» TEXT FOR ANALYSIS:
== == ==

VATICAN CITY – Parents may allow their children to be inoculated with vaccines that were produced with cells of illicit origin, said a top Vatican official.
However, Catholics also must urge doctors and pharmaceutical companies to let alternative, less controversial vaccines become more widely available for use, said Bishop Elio Sgreccia, former president of the Pontifical Academy for Life, who helped the Vatican prepare a new bioethics document.
The document said, however, that researchers and people involved in marketing vaccines have “the duty to avoid cooperation in evil and scandal” and must “refuse to use such biological material even when there is no close connection between the researcher” and those who destroyed the embryo or performed the abortion.
The use of human embryos or fetuses for research or the production of vaccines and other products is immoral and “constitutes a crime against (the embryos’) dignity as human beings,” said the document, “Dignitas Personae” (“The Dignity of a Person”). The document was released Dec. 12 by the Congregation for the Doctrine of the Faith.
Human cell lines coming from abortions cannot be prepared or used ethically by researchers even if they were obtained commercially from a different research facility, the document said.
However, some “grave reasons may be morally proportionate to justify the use of such ‘biological material,’“ it said.
For example, guaranteeing the health of a child “could permit parents to use a vaccine that was developed using cell lines of illicit origin,” it said.
But everyone, including doctors and parents, “has the duty to make known their disagreement and to ask that their health care system make other types of vaccines available,” the document said.
The human cell lines used to cultivate the production of many vaccines used today come from tissue derived from two human fetuses aborted in 1964 and 1970.
Because the abortions occurred so long ago, Bishop Sgreccia said a parent’s consent to use vaccines associated with those cell lines does not reflect any form of cooperation with the evil of the original abortions.
There is no risk of causing scandal either, he said, because using such vaccines in no way encourages more abortions.
While parents are not obliged to vaccinate their child, they do have a duty to protect their child’s health, he said.
Some governments and schools, however, do mandate that children be inoculated in efforts to stop the spread of certain infectious diseases, he said.
For this reason, national health systems must “change course” and substitute controversial vaccines for alternatives so Catholics will no longer be forced to act against their consciences, he said.
Bishop Sgreccia said effective vaccines that are not derived from human embryos or fetuses are being produced and are on the market, but that they are not always available in every country.
He said pharmaceutical companies that have a large surplus of vaccines prepared from human cell lines would lose money if they switched to new vaccine preparations, but parents should continue to put pressure on these companies and health care providers, urging them to let these new vaccines become available for use.

== == ==

» DATA TO EXAMINE:
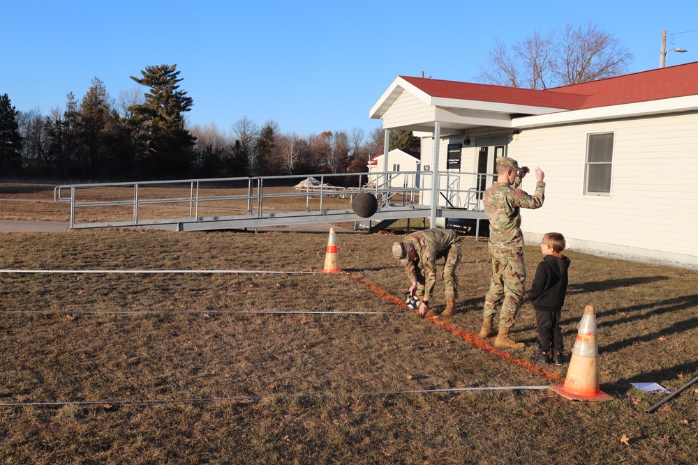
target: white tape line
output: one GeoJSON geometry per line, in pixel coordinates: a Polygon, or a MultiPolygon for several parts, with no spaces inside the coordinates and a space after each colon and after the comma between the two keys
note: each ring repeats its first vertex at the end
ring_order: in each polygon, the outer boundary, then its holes
{"type": "Polygon", "coordinates": [[[484,390],[543,390],[548,386],[500,386],[493,388],[453,388],[451,389],[428,389],[424,390],[397,390],[378,392],[346,392],[334,394],[295,394],[290,395],[255,395],[245,397],[213,397],[209,399],[152,399],[134,400],[96,400],[76,401],[74,402],[16,402],[1,403],[0,407],[21,407],[21,406],[57,406],[64,405],[126,405],[129,404],[172,404],[174,402],[223,402],[242,400],[262,400],[265,398],[302,398],[302,397],[329,397],[337,395],[392,395],[396,394],[431,394],[433,392],[457,392],[461,391],[484,391],[484,390]]]}
{"type": "Polygon", "coordinates": [[[289,314],[321,314],[321,315],[408,315],[412,314],[411,313],[396,313],[393,312],[340,312],[337,310],[322,310],[313,312],[312,310],[214,310],[214,311],[206,311],[206,310],[133,310],[133,311],[121,311],[121,312],[91,312],[89,310],[75,310],[75,312],[70,312],[70,310],[7,310],[3,311],[0,310],[0,315],[3,314],[41,314],[50,315],[53,313],[60,313],[64,315],[76,315],[76,314],[100,314],[100,315],[111,315],[111,314],[145,314],[150,313],[161,313],[165,314],[232,314],[232,313],[249,313],[249,314],[283,314],[285,313],[289,314]]]}
{"type": "Polygon", "coordinates": [[[257,270],[0,270],[0,273],[112,273],[112,274],[235,274],[251,273],[260,275],[330,275],[325,271],[265,271],[257,270]]]}

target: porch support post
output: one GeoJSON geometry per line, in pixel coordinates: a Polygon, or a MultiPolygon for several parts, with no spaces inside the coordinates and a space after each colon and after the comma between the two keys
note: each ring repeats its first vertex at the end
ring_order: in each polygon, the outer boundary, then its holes
{"type": "Polygon", "coordinates": [[[439,170],[438,149],[441,145],[441,121],[434,122],[434,156],[431,160],[431,215],[429,227],[436,227],[436,210],[438,208],[439,170]]]}
{"type": "MultiPolygon", "coordinates": [[[[385,129],[383,130],[383,172],[385,174],[383,175],[383,188],[387,188],[390,186],[388,185],[388,178],[387,175],[388,171],[388,150],[390,147],[390,130],[385,129]]],[[[383,199],[381,201],[381,206],[387,206],[388,204],[388,197],[389,194],[388,192],[385,192],[383,195],[383,199]]]]}

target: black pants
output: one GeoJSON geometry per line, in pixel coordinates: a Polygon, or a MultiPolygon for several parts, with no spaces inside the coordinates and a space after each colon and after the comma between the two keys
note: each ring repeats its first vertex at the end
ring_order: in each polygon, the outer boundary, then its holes
{"type": "Polygon", "coordinates": [[[563,330],[560,328],[561,312],[535,311],[537,321],[538,350],[547,352],[552,349],[553,352],[563,352],[563,330]],[[552,343],[552,347],[551,347],[552,343]]]}

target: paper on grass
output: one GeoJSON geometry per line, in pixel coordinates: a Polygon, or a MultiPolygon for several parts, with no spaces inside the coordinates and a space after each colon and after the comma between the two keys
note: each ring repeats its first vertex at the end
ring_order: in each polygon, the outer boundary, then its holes
{"type": "Polygon", "coordinates": [[[671,391],[656,383],[630,383],[630,385],[637,388],[644,392],[664,392],[669,394],[671,391]]]}

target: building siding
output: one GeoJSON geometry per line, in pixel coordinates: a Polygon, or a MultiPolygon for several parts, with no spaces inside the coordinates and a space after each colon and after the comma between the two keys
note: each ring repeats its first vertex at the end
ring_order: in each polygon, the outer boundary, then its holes
{"type": "Polygon", "coordinates": [[[698,268],[698,192],[681,178],[698,171],[698,116],[528,129],[509,154],[545,172],[544,206],[523,213],[531,241],[555,230],[571,249],[698,268]],[[604,132],[614,133],[611,195],[584,195],[587,135],[604,132]]]}
{"type": "Polygon", "coordinates": [[[412,93],[403,91],[383,115],[383,128],[433,121],[435,111],[434,107],[427,105],[412,93]]]}

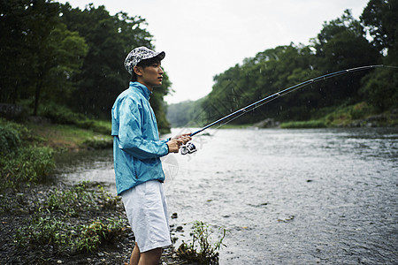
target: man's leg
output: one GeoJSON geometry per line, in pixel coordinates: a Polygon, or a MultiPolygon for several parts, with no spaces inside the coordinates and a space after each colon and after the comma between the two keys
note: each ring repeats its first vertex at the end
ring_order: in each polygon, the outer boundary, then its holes
{"type": "Polygon", "coordinates": [[[141,254],[138,265],[158,265],[162,256],[163,248],[157,247],[141,254]]]}
{"type": "Polygon", "coordinates": [[[137,265],[139,261],[140,261],[140,248],[138,247],[138,245],[135,242],[134,248],[133,248],[133,252],[131,253],[130,265],[137,265]]]}

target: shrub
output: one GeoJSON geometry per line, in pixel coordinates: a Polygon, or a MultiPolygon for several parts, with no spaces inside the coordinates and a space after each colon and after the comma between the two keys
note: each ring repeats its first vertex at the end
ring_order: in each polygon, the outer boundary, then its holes
{"type": "Polygon", "coordinates": [[[15,150],[20,145],[19,132],[9,125],[0,125],[0,154],[15,150]]]}
{"type": "Polygon", "coordinates": [[[53,149],[47,147],[17,148],[0,160],[1,186],[18,188],[21,184],[43,181],[55,168],[53,149]]]}
{"type": "Polygon", "coordinates": [[[300,122],[287,122],[280,125],[282,129],[298,129],[298,128],[325,128],[326,125],[321,120],[310,120],[300,122]]]}
{"type": "Polygon", "coordinates": [[[218,240],[212,243],[210,240],[214,231],[203,222],[195,221],[192,231],[192,243],[182,242],[177,250],[179,256],[188,262],[198,262],[199,264],[214,265],[218,264],[218,250],[223,244],[226,230],[219,229],[222,231],[218,240]],[[196,248],[199,247],[198,250],[196,248]]]}

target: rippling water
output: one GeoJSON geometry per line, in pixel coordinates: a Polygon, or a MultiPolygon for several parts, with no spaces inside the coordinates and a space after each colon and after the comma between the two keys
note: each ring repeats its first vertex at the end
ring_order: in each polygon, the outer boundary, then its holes
{"type": "MultiPolygon", "coordinates": [[[[164,159],[173,237],[226,227],[221,264],[398,262],[397,128],[206,132],[164,159]]],[[[111,151],[87,155],[58,175],[114,191],[111,151]]]]}

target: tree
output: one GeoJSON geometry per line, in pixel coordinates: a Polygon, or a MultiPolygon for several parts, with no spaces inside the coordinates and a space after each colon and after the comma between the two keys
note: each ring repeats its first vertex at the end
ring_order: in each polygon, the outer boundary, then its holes
{"type": "MultiPolygon", "coordinates": [[[[312,42],[316,68],[323,73],[380,63],[377,49],[364,37],[364,26],[348,10],[341,18],[325,22],[312,42]]],[[[365,74],[361,72],[327,80],[322,91],[325,106],[356,101],[365,74]]]]}
{"type": "MultiPolygon", "coordinates": [[[[78,31],[89,47],[70,105],[80,112],[109,118],[114,100],[128,87],[130,77],[123,65],[126,56],[138,46],[153,49],[152,35],[142,28],[146,21],[124,12],[111,16],[104,6],[93,4],[81,11],[66,4],[61,10],[61,20],[69,30],[78,31]]],[[[162,122],[163,96],[171,84],[166,78],[164,80],[151,99],[159,127],[167,126],[165,119],[162,122]]]]}
{"type": "MultiPolygon", "coordinates": [[[[371,0],[361,15],[361,21],[372,38],[372,45],[383,55],[386,65],[398,64],[398,1],[371,0]]],[[[380,69],[363,81],[360,93],[379,111],[398,107],[398,71],[380,69]]]]}

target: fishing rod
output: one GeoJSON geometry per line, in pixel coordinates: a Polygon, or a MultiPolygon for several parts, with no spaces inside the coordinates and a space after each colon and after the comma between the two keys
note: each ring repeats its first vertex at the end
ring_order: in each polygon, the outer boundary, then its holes
{"type": "MultiPolygon", "coordinates": [[[[293,87],[287,87],[286,89],[283,89],[283,90],[281,90],[279,92],[277,92],[275,94],[272,94],[271,95],[268,95],[268,96],[266,96],[266,97],[264,97],[264,98],[263,98],[263,99],[261,99],[259,101],[256,101],[254,103],[251,103],[251,104],[249,104],[249,105],[248,105],[248,106],[246,106],[246,107],[244,107],[242,109],[240,109],[240,110],[238,110],[236,111],[233,111],[231,114],[228,114],[226,117],[221,117],[221,118],[219,118],[219,119],[218,119],[218,120],[216,120],[216,121],[207,125],[206,126],[203,127],[202,129],[197,130],[195,132],[192,132],[191,134],[189,134],[189,136],[192,137],[194,135],[196,135],[197,133],[202,132],[204,130],[209,129],[210,127],[214,126],[215,125],[220,124],[221,122],[230,118],[228,121],[223,123],[218,127],[220,127],[222,125],[225,125],[227,123],[234,120],[235,118],[238,118],[239,117],[241,117],[241,116],[242,116],[242,115],[249,112],[249,111],[251,111],[251,110],[255,110],[255,109],[256,109],[258,107],[261,107],[264,104],[268,103],[269,102],[272,102],[272,101],[273,101],[273,100],[275,100],[275,99],[277,99],[277,98],[279,98],[279,97],[280,97],[282,95],[287,95],[288,93],[291,93],[293,91],[295,91],[297,89],[304,87],[306,87],[306,86],[308,86],[310,84],[313,84],[313,83],[320,81],[320,80],[325,80],[327,79],[333,78],[333,77],[336,77],[336,76],[339,76],[339,75],[343,75],[343,74],[355,72],[359,72],[359,71],[364,71],[364,70],[379,68],[379,67],[398,68],[396,66],[387,66],[387,65],[384,65],[384,64],[375,64],[375,65],[367,65],[367,66],[361,66],[361,67],[350,68],[350,69],[346,69],[346,70],[341,70],[341,71],[338,71],[338,72],[324,74],[324,75],[318,76],[317,78],[314,78],[314,79],[311,79],[311,80],[306,80],[304,82],[302,82],[300,84],[295,85],[293,87]]],[[[182,155],[193,154],[193,153],[195,153],[196,151],[197,151],[196,148],[191,142],[187,143],[185,146],[181,146],[181,154],[182,155]]]]}

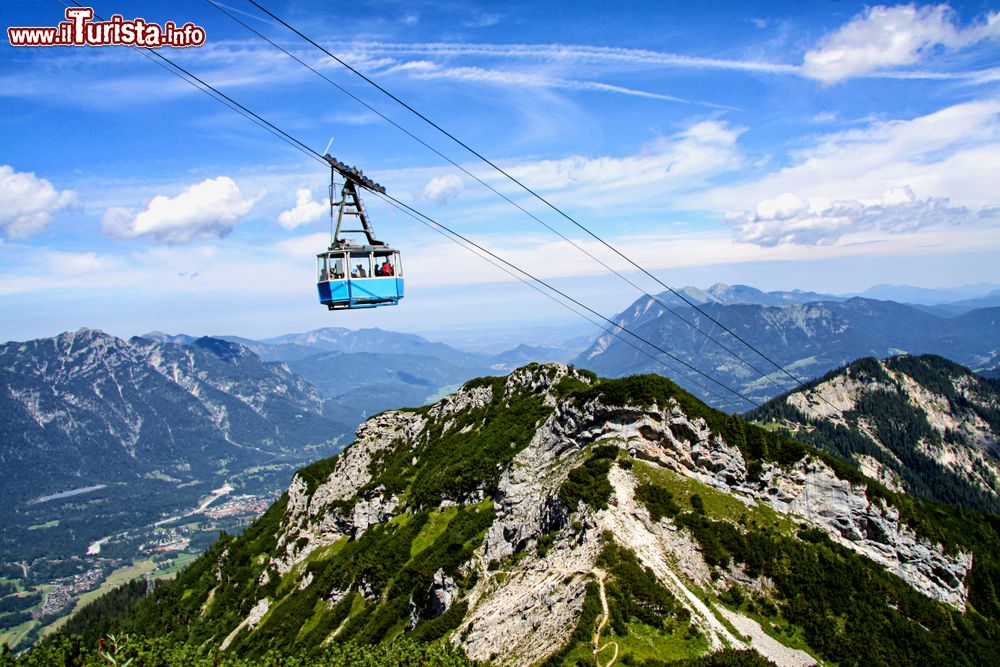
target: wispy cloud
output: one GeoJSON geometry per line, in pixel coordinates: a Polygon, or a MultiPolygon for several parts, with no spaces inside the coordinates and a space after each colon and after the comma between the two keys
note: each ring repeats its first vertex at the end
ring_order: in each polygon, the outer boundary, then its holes
{"type": "Polygon", "coordinates": [[[949,206],[946,197],[917,199],[909,187],[895,188],[875,200],[803,201],[784,193],[760,202],[753,212],[730,212],[737,241],[761,246],[829,245],[859,232],[902,234],[926,227],[975,222],[964,206],[949,206]]]}
{"type": "MultiPolygon", "coordinates": [[[[936,49],[958,50],[984,40],[1000,39],[1000,12],[970,26],[957,25],[947,5],[874,6],[825,37],[805,54],[802,72],[824,83],[913,65],[936,49]]],[[[936,78],[911,73],[914,78],[936,78]]]]}
{"type": "Polygon", "coordinates": [[[192,185],[175,197],[157,195],[138,212],[110,208],[101,226],[105,233],[122,239],[148,236],[184,243],[194,238],[222,238],[263,195],[244,199],[233,179],[220,176],[192,185]]]}
{"type": "Polygon", "coordinates": [[[646,90],[636,90],[634,88],[626,88],[624,86],[616,86],[598,81],[565,79],[536,72],[484,69],[482,67],[442,67],[426,60],[418,60],[395,65],[386,70],[385,73],[393,74],[398,72],[404,72],[415,79],[452,79],[456,81],[470,81],[501,86],[553,88],[563,90],[593,90],[621,95],[632,95],[634,97],[645,97],[654,100],[664,100],[667,102],[697,104],[714,109],[735,110],[734,107],[723,104],[715,104],[713,102],[691,100],[646,90]]]}
{"type": "Polygon", "coordinates": [[[72,190],[56,190],[33,173],[0,165],[0,230],[21,239],[45,229],[52,217],[76,203],[72,190]]]}
{"type": "MultiPolygon", "coordinates": [[[[742,183],[693,193],[686,204],[746,209],[782,193],[807,199],[875,199],[909,186],[955,205],[997,204],[1000,100],[946,107],[910,120],[879,120],[832,132],[788,156],[788,164],[742,183]]],[[[721,209],[721,210],[720,210],[721,209]]]]}

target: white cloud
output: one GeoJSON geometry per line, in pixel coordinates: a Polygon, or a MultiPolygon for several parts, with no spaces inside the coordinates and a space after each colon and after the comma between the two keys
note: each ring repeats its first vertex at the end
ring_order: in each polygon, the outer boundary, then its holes
{"type": "Polygon", "coordinates": [[[72,190],[57,191],[44,178],[0,165],[0,230],[12,239],[37,234],[52,216],[76,203],[72,190]]]}
{"type": "Polygon", "coordinates": [[[295,193],[295,206],[278,215],[278,224],[285,229],[295,229],[319,220],[329,210],[330,201],[328,199],[315,201],[309,188],[299,188],[295,193]]]}
{"type": "Polygon", "coordinates": [[[452,79],[456,81],[471,81],[500,86],[527,88],[546,88],[558,90],[592,90],[605,93],[645,97],[647,99],[681,102],[683,104],[699,104],[717,109],[733,110],[733,107],[714,104],[701,100],[690,100],[674,95],[637,90],[624,86],[615,86],[599,81],[583,81],[539,74],[536,72],[521,72],[511,70],[487,69],[483,67],[441,67],[427,60],[414,60],[401,63],[387,70],[387,73],[404,72],[415,79],[452,79]]]}
{"type": "Polygon", "coordinates": [[[963,206],[944,197],[917,199],[909,187],[886,191],[875,200],[808,201],[786,192],[757,204],[754,212],[726,216],[738,242],[760,246],[829,245],[848,234],[901,234],[925,227],[951,226],[974,219],[963,206]]]}
{"type": "Polygon", "coordinates": [[[1000,38],[1000,13],[967,28],[947,5],[868,7],[805,54],[802,72],[825,83],[912,65],[939,47],[960,49],[1000,38]]]}
{"type": "Polygon", "coordinates": [[[106,234],[131,239],[151,236],[168,243],[227,236],[263,196],[244,199],[227,176],[208,178],[176,197],[157,195],[145,209],[109,208],[101,221],[106,234]]]}
{"type": "Polygon", "coordinates": [[[424,199],[435,204],[447,204],[465,188],[465,183],[454,174],[432,178],[424,186],[424,199]]]}
{"type": "Polygon", "coordinates": [[[906,184],[921,196],[947,197],[955,205],[996,206],[1000,101],[958,104],[911,120],[830,133],[788,161],[756,179],[694,192],[683,204],[721,213],[782,192],[874,199],[906,184]]]}
{"type": "Polygon", "coordinates": [[[661,207],[665,200],[701,190],[708,179],[740,167],[737,140],[743,131],[702,121],[660,137],[636,155],[541,160],[508,171],[536,190],[570,196],[576,205],[661,207]]]}

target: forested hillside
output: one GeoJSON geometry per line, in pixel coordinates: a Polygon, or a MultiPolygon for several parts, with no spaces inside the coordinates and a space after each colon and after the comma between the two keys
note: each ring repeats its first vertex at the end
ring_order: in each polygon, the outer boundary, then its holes
{"type": "Polygon", "coordinates": [[[79,629],[250,661],[414,641],[590,664],[596,641],[622,664],[726,647],[787,665],[992,664],[998,531],[662,377],[536,365],[369,420],[242,536],[79,629]]]}
{"type": "Polygon", "coordinates": [[[1000,382],[942,357],[861,359],[747,416],[890,487],[1000,511],[1000,382]]]}

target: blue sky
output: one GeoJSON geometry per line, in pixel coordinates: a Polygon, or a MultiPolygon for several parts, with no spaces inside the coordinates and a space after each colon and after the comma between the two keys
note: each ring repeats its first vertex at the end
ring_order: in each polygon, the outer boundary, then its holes
{"type": "MultiPolygon", "coordinates": [[[[996,3],[264,4],[669,284],[1000,283],[996,3]]],[[[249,3],[224,6],[625,269],[249,3]]],[[[209,2],[94,7],[203,26],[204,46],[162,53],[602,312],[638,296],[209,2]]],[[[15,0],[0,17],[62,12],[15,0]]],[[[327,312],[313,258],[328,172],[127,47],[3,39],[0,136],[0,339],[573,321],[374,198],[408,295],[327,312]]]]}

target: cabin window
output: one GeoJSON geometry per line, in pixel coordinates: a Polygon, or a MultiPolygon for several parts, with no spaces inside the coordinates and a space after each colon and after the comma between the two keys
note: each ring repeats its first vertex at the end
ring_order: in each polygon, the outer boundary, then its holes
{"type": "Polygon", "coordinates": [[[375,253],[375,277],[391,278],[400,275],[398,253],[375,253]]]}
{"type": "Polygon", "coordinates": [[[316,263],[320,282],[344,278],[344,259],[342,256],[320,255],[316,258],[316,263]]]}
{"type": "Polygon", "coordinates": [[[372,276],[372,256],[371,253],[351,253],[351,277],[370,278],[372,276]]]}

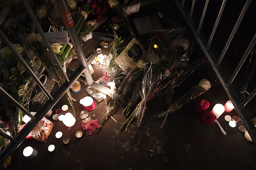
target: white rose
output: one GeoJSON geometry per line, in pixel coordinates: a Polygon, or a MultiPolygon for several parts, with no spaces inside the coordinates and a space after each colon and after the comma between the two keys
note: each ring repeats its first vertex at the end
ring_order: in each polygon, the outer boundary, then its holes
{"type": "MultiPolygon", "coordinates": [[[[51,44],[51,46],[53,50],[53,52],[56,53],[59,53],[60,52],[60,49],[63,46],[59,43],[54,43],[51,44]]],[[[47,51],[49,51],[48,49],[47,49],[47,51]]]]}
{"type": "Polygon", "coordinates": [[[208,90],[212,87],[210,82],[205,79],[199,82],[199,86],[203,90],[208,90]]]}

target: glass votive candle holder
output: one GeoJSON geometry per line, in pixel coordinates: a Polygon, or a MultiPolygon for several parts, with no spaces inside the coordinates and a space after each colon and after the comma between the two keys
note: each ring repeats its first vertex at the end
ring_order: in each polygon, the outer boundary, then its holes
{"type": "Polygon", "coordinates": [[[230,100],[226,102],[224,107],[225,108],[225,112],[231,112],[234,109],[234,105],[230,100]]]}
{"type": "Polygon", "coordinates": [[[84,122],[87,122],[91,120],[91,116],[87,110],[84,110],[80,112],[79,117],[84,122]]]}
{"type": "Polygon", "coordinates": [[[61,109],[62,109],[62,110],[63,110],[63,111],[66,111],[68,109],[69,109],[69,106],[68,105],[67,105],[66,104],[63,105],[62,106],[62,107],[61,107],[61,109]]]}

== == ==

» EXERCISES:
**a)** In the Vatican vaccine article, give the passage again, beginning at the words "VATICAN CITY –" and stopping after "top Vatican official.". Switch "inoculated" to "immunized".
**b)** Turn the paragraph in the Vatican vaccine article that starts "He said pharmaceutical companies" into a short list that keeps its main facts.

» TASK-BY-TASK ANSWERS:
**a)**
VATICAN CITY – Parents may allow their children to be immunized with vaccines that were produced with cells of illicit origin, said a top Vatican official.

**b)**
- Pharmaceutical companies have a large surplus of vaccines prepared from human cell lines.
- They would lose money if they switched to new vaccine preparations.
- Parents should keep putting pressure on these companies and on health care providers to let the new vaccines become available for use.